→ **Brief 1**
Update the stretch from "On the other" through "support the ideas." in the post on the web's effects on our minds, putting "focus" in place of "attention span".
** Begin Selected extract **
Showing posts with label reading. Show all posts
Showing posts with label reading. Show all posts

Monday, July 28

Thoughts on the web's effects on our minds

Being a teacher, I somewhat agree that the internet is making us stupid. I saw this most clearly in trying to get my students to absorb information on climate change and make an argument for or against specific premises in the debate using a PowerPoint-style presentation. Some of them excelled, others just wanted to cull text from websites, copy and paste them to slides, and read it all off the wall to the bored audience. They had no sense of how to analyze the information, distill it into points, and support or refute those points using evidence and logic.

On the other hand, I don't know how I feel about the generalization that reading on the web in some way detracts from the cognitive skills acquired from reading text in print. I do both, and while I know that my attention span has shrunk, the content on the web is so much more distilled and comprehensive if you look on the right sites. For example, I read Al Gore's The Assault on Reason, which really went into detail in the first few chapters arguing that TV has fundamentally changed our "gut level" reaction to politics, but all of that could've been summarized just as easily in a blog post with links to scientific studies that support the ideas.

I think the web is great for counter-acting the very problem Gore decried because we have to process things cognitively in reading them online, rather than just reacting to a visual image, in reading politics blogs. This is good, although we now filter our news sources to our liking, and so supposedly drive partisan wedges ever deeper in our political divide, in addition to increasing our ignorance of viewpoints that we selectively exclude. The reason this is good despite the costs is that most people simply weren't armed with factual support and logical arguments to justify their political preferences. Partisanship may have increased, but at least most political partisans are well-educated (or misinformed) in their strong opinions, rather than going on the basis of what I heard my grandmother say about candidates: "I like the look of him."
** End Selected extract **
** Begin Data **
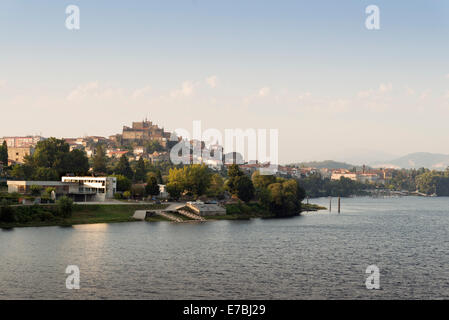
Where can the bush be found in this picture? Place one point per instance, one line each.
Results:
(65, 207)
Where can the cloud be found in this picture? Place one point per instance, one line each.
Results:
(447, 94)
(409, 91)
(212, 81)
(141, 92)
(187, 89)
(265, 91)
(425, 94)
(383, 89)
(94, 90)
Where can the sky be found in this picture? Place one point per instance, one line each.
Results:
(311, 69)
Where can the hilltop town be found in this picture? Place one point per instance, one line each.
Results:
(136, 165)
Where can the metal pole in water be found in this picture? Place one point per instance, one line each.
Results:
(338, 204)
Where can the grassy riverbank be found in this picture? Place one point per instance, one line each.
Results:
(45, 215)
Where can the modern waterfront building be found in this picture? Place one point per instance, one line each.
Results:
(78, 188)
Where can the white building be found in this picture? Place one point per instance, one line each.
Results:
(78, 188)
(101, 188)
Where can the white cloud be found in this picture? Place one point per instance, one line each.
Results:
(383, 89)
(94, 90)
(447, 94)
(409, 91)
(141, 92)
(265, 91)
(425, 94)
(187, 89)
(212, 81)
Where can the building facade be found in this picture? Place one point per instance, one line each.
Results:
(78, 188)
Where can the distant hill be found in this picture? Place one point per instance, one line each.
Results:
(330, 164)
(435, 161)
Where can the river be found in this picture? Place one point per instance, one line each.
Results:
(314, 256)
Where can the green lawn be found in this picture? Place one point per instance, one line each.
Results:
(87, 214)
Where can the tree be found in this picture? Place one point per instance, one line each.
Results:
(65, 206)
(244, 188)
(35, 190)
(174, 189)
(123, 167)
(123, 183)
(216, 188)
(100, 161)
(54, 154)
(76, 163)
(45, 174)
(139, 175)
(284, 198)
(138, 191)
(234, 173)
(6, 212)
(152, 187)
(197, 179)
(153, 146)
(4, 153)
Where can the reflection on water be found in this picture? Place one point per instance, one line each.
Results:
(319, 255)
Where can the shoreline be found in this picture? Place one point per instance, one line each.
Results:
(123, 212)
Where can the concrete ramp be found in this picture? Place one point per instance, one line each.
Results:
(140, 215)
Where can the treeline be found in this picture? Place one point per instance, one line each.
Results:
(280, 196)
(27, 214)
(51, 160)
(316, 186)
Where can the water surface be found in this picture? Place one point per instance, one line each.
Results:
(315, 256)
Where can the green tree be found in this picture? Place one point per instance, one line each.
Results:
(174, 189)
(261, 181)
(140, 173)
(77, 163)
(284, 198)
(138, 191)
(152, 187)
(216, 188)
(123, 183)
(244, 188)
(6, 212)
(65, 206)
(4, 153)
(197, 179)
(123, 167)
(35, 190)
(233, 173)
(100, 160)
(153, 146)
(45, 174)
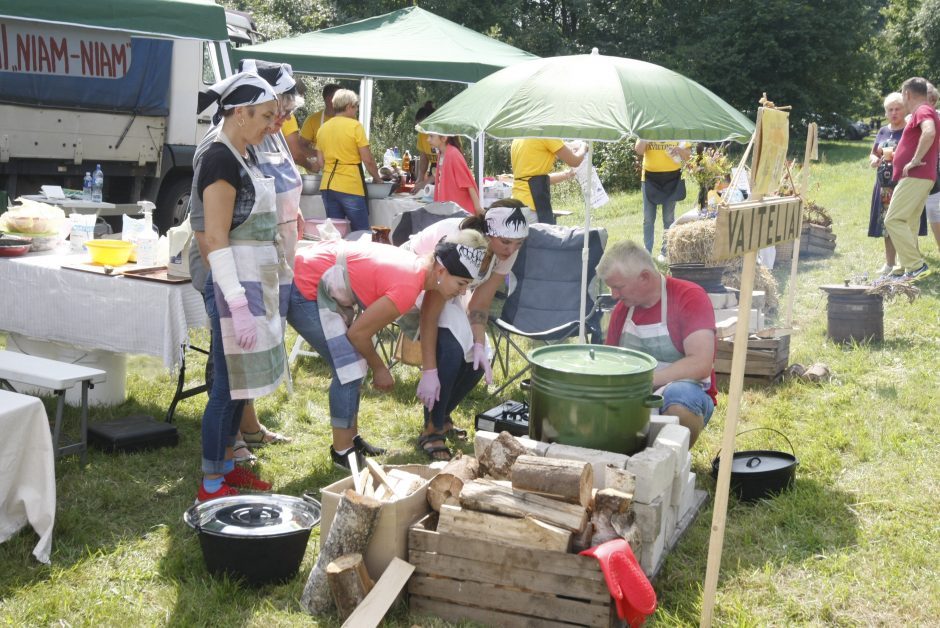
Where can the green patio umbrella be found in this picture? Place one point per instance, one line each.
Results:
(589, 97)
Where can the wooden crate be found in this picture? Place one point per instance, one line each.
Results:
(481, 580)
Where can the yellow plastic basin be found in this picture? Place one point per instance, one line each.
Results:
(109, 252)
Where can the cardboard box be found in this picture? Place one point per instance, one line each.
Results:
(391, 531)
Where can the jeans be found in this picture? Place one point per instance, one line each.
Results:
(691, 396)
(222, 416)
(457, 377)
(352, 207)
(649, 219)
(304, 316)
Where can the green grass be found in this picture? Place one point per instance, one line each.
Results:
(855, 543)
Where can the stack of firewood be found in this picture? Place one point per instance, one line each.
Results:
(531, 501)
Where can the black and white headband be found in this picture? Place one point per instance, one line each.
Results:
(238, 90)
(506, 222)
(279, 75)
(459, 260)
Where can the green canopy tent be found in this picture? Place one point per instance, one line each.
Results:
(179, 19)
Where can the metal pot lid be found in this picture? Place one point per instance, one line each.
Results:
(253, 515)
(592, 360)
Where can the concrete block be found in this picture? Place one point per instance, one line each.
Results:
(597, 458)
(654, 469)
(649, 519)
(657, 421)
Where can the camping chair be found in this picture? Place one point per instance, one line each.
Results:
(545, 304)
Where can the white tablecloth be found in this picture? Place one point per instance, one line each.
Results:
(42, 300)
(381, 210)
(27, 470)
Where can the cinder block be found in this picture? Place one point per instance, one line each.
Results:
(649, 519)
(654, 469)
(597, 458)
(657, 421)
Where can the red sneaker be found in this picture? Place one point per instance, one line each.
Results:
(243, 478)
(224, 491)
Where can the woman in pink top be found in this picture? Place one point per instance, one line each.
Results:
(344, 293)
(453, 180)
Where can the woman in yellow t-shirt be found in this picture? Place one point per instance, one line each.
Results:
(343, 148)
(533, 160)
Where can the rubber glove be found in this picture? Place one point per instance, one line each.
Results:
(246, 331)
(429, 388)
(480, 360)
** End Data **
** Begin Data **
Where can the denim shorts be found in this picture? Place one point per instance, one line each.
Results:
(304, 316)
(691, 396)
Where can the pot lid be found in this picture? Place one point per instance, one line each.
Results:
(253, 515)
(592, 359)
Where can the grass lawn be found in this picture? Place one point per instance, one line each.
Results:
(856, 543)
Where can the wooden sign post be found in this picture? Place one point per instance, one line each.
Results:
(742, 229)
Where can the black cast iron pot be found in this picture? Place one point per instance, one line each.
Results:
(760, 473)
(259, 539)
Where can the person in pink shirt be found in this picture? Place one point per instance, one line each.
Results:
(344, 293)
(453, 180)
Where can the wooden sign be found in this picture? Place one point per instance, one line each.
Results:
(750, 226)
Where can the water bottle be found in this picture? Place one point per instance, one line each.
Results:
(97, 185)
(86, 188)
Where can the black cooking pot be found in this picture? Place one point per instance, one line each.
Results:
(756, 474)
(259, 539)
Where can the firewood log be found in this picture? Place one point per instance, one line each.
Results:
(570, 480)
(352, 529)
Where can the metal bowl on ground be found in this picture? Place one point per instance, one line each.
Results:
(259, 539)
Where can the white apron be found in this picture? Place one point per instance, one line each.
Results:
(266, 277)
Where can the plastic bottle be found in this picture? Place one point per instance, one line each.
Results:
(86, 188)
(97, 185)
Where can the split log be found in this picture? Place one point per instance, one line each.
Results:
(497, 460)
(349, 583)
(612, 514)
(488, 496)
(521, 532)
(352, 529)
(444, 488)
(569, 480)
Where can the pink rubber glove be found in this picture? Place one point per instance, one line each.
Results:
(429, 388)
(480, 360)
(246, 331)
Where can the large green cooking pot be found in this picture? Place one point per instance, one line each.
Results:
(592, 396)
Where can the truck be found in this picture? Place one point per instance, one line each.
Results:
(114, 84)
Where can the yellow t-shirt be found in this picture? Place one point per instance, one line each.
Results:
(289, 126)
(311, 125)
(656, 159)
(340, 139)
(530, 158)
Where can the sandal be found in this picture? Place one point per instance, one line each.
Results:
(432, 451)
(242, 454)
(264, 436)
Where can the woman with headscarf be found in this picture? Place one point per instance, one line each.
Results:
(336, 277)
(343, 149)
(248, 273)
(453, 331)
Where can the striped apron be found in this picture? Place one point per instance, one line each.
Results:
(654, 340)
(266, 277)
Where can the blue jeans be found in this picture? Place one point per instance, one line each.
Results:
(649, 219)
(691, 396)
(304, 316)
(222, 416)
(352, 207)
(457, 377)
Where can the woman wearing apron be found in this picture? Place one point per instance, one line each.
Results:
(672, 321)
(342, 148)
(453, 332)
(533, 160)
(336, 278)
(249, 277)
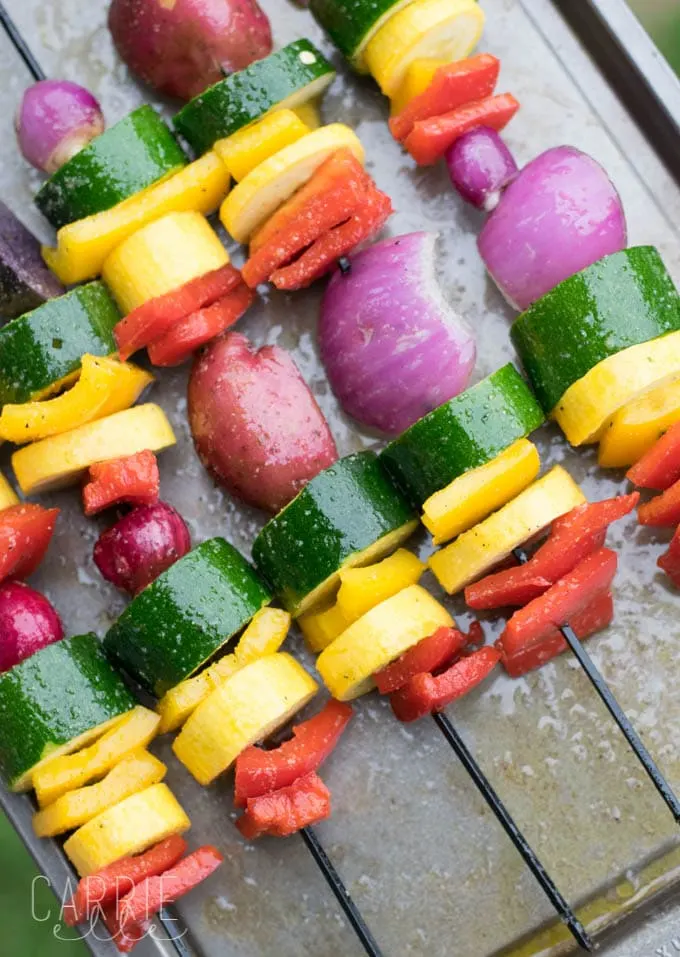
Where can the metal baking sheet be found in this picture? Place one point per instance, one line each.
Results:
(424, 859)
** End Data **
** Begin Data **
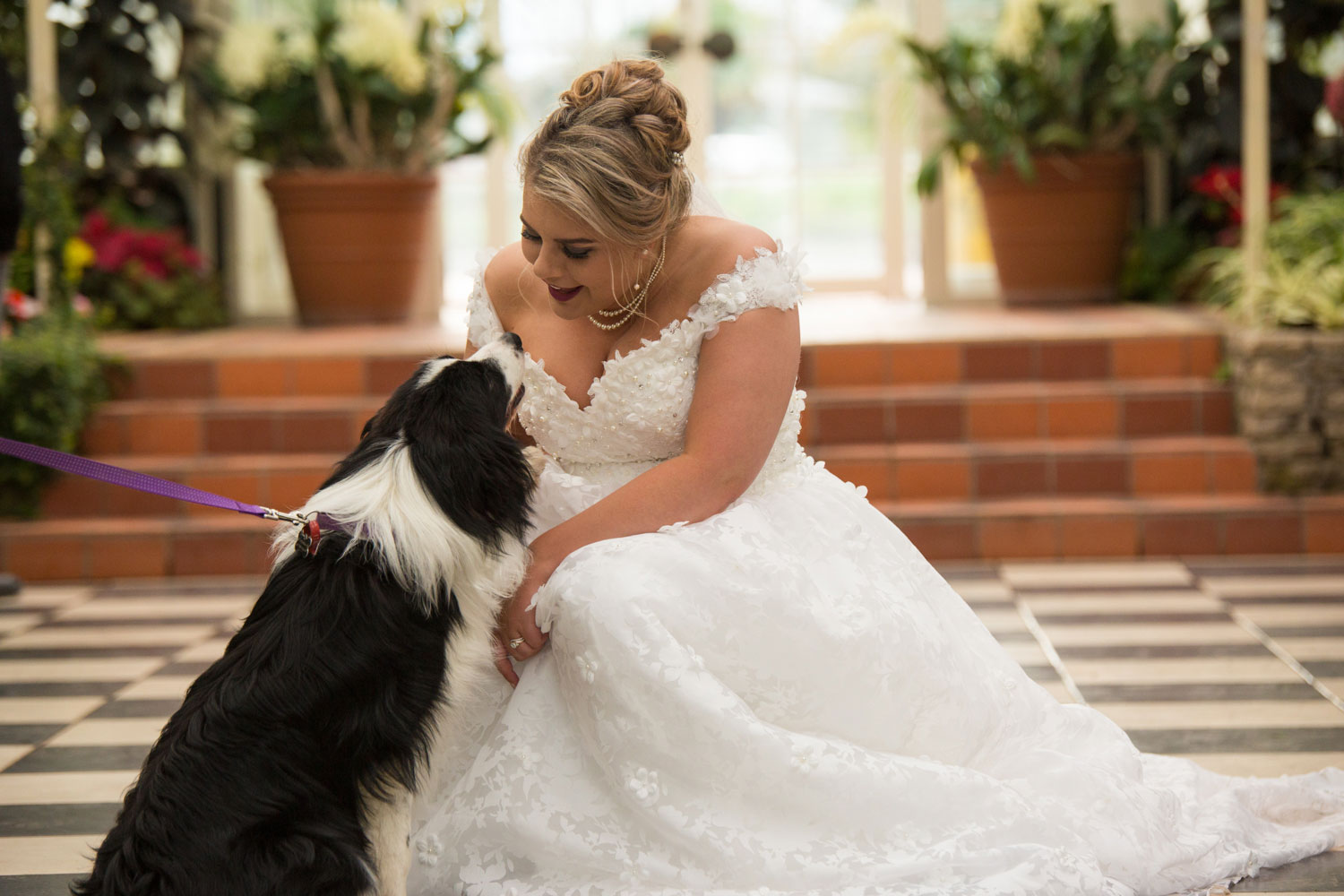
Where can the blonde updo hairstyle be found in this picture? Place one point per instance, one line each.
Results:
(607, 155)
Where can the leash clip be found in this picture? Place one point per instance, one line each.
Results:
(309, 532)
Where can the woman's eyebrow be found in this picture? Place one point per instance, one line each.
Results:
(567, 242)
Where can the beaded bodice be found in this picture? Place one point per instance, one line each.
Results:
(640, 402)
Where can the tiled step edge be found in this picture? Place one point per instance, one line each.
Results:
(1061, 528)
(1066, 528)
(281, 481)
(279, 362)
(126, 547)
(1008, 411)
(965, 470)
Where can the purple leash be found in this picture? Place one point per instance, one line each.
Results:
** End Data **
→ **Brief 2**
Collect every line of the entries that contains the string "bottle".

→ **Exercise solution 1**
On the other hand, I don't know how I feel about the generalization that reading on the web in some way detracts from the cognitive skills acquired from reading text in print. I do both, and while I know that my focus has shrunk, the content on the web is so much more distilled and comprehensive if you look on the right sites. For example, I read Al Gore's The Assault on Reason, which really went into detail in the first few chapters arguing that TV has fundamentally changed our "gut level" reaction to politics, but all of that could've been summarized just as easily in a blog post with links to scientific studies that support the ideas.

→ **Exercise solution 2**
Where can the water bottle be found in this picture? Place one point per instance, one line each.
Where can the plastic bottle be found in this picture? Place one point per instance, one line each.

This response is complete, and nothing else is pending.